TASK PROMPT
Set down every record below exactly as written.

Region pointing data
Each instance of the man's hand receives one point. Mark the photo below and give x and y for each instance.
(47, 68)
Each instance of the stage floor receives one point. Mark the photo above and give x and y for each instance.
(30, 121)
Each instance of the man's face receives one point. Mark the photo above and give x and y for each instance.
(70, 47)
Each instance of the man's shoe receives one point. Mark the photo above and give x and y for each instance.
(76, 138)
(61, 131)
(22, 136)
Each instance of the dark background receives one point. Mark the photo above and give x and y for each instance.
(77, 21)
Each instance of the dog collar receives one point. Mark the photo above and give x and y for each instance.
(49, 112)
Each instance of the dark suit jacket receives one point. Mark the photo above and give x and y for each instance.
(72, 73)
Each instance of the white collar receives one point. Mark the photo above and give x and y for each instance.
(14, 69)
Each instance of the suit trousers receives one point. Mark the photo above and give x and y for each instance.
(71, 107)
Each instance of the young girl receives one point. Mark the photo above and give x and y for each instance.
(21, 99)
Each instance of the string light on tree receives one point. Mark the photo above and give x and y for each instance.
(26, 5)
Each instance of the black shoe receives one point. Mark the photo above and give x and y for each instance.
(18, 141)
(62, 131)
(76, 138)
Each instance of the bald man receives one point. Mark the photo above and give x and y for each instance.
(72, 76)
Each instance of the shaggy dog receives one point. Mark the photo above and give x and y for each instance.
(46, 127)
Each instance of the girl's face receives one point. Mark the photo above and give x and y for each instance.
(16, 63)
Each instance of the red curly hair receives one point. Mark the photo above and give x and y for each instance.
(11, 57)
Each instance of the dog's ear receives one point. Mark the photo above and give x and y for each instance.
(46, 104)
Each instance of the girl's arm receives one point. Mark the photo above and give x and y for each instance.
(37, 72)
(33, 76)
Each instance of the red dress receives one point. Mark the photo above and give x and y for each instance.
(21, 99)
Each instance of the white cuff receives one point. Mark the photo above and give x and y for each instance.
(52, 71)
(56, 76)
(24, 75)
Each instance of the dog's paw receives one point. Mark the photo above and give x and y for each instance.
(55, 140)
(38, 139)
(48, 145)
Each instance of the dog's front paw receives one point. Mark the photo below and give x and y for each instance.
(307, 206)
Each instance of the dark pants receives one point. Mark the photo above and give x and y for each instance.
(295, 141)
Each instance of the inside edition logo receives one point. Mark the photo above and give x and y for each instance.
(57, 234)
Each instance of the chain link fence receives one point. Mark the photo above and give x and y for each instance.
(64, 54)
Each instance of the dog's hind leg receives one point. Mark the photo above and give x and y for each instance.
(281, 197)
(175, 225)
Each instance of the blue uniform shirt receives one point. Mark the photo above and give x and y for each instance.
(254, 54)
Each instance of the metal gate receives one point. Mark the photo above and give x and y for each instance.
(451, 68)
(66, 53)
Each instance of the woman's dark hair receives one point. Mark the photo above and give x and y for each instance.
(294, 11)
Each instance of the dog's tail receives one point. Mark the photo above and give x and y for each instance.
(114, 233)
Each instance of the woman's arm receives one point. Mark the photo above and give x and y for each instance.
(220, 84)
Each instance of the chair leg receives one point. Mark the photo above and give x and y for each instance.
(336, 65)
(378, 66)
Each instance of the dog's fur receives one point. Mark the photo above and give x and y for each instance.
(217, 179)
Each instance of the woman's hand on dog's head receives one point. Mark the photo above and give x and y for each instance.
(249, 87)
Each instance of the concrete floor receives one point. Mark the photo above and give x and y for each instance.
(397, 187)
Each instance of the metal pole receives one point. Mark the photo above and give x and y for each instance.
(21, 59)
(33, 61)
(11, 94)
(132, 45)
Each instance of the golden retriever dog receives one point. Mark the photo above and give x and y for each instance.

TASK RESULT
Each instance of the man's hand receives one point. Mark the photo below and give x and y for each instance.
(47, 68)
Each instance of the stage floor receives one point. Mark the photo above and give x and y for each instance.
(30, 121)
Each instance of the man's face receives one point. Mark the photo above and give x and y for each instance.
(70, 47)
Each instance of the man's shoe receives one point. Mark the photo above and give x and y for each instance.
(76, 138)
(61, 131)
(22, 136)
Each instance of the dark background receives one point. Mark the photo above and give x and y for each instance.
(77, 21)
Each instance of the dog collar receives one point. Mark the photo above and give x and y for each instance.
(49, 112)
Each instance of the dark suit jacket receives one point. Mark the photo above and give x and y for each instance.
(72, 73)
Each instance of the white collar receives one point. Mark the photo above and give x and y for each instance.
(14, 69)
Each instance of the suit trousers receives one point. Mark the photo above and give x and y for each instance.
(71, 107)
Each instance of the young girl receives one point. Mark the photo above and give x and y for each instance.
(21, 99)
Each instance of the string light on tree receives one point. Mark the photo above and give x and y for each instance.
(26, 5)
Each instance of the black shoe receives one point. Mark the photo above and give x and y for each instance.
(18, 141)
(62, 131)
(76, 138)
Each instance of the bald man receives one point. Mark the photo above and give x and y for each instance.
(72, 76)
Each instance of the shaggy dog receives one point. Mark the photo above and give x and y for each instance.
(46, 127)
Each instance of the girl's face receives one point. Mark the photo above and give x and y for each instance.
(16, 63)
Each instance of the red curly hair receives one point. Mark the photo above and give x and y for each instance.
(11, 57)
Each instance of the dog's ear receives one point. Mark the photo above and give x and y for each instance.
(46, 104)
Each instance of the girl's arm receives one point. Mark the photo above and give x and y for each instance.
(37, 72)
(33, 76)
Each instance of the red dress receives one point. Mark the photo above and give x and y for each instance.
(21, 99)
Each instance of the white cuff receives one point. Mark the photo above and give x and y for each instance.
(52, 71)
(56, 76)
(24, 75)
Each instance of the dog's paw receives one point. Mark the photo above and give x and y for each instance.
(55, 140)
(38, 139)
(48, 145)
Each instance of the dog's front paw receives one point. Mark the photo below and give x and y for each instance.
(307, 206)
Each instance of the dark pants receives one point. Mark the photo above and give x and y for each instance.
(295, 141)
Each instance of the inside edition logo receives one point. Mark the photo above and give x and y for each instance.
(57, 234)
Each instance of the chain link fence receives one point. Mark the photo above and give x and y for each instance.
(64, 54)
Each instance of the dog's hind leg receives one point. Mark the photo above and give x and y for each instance.
(281, 197)
(175, 225)
Each instance of the blue uniform shirt receives one point. Mark the photo above and give x and y for each instance.
(254, 54)
Each instance of the metal gate receives one point. Mark the photo above and give x and y for each instance.
(451, 68)
(66, 53)
Each instance of the woman's dark hair receives one point. Mark the photo above and give x and y for each instance.
(294, 11)
Each instance of the dog's tail receives one point. Mark the photo above and give x and y for each instance.
(114, 233)
Each instance of the woman's arm receives one point. Mark the photo above and give x and y for each instance.
(220, 84)
Each instance of the chair leg receives one point. Mark the photo above and give x and y for each instance.
(336, 65)
(378, 66)
Each instance of the dog's fur receives one point. Mark the photo above and give x and y for each instance.
(217, 179)
Each instance of the woman's hand on dog's head receives one point. Mark the photo above and give x and y for each instance.
(249, 87)
Each instance of the concrete floor receives one point. Mark the photo above and give x and y for each instance.
(397, 187)
Each instance of the metal pole receives one point. Mark the photo above and give x and y for each instance.
(21, 59)
(33, 61)
(11, 94)
(132, 45)
Each instance of the golden retriever dog receives one point. Mark the photo above and give x and y for each instance.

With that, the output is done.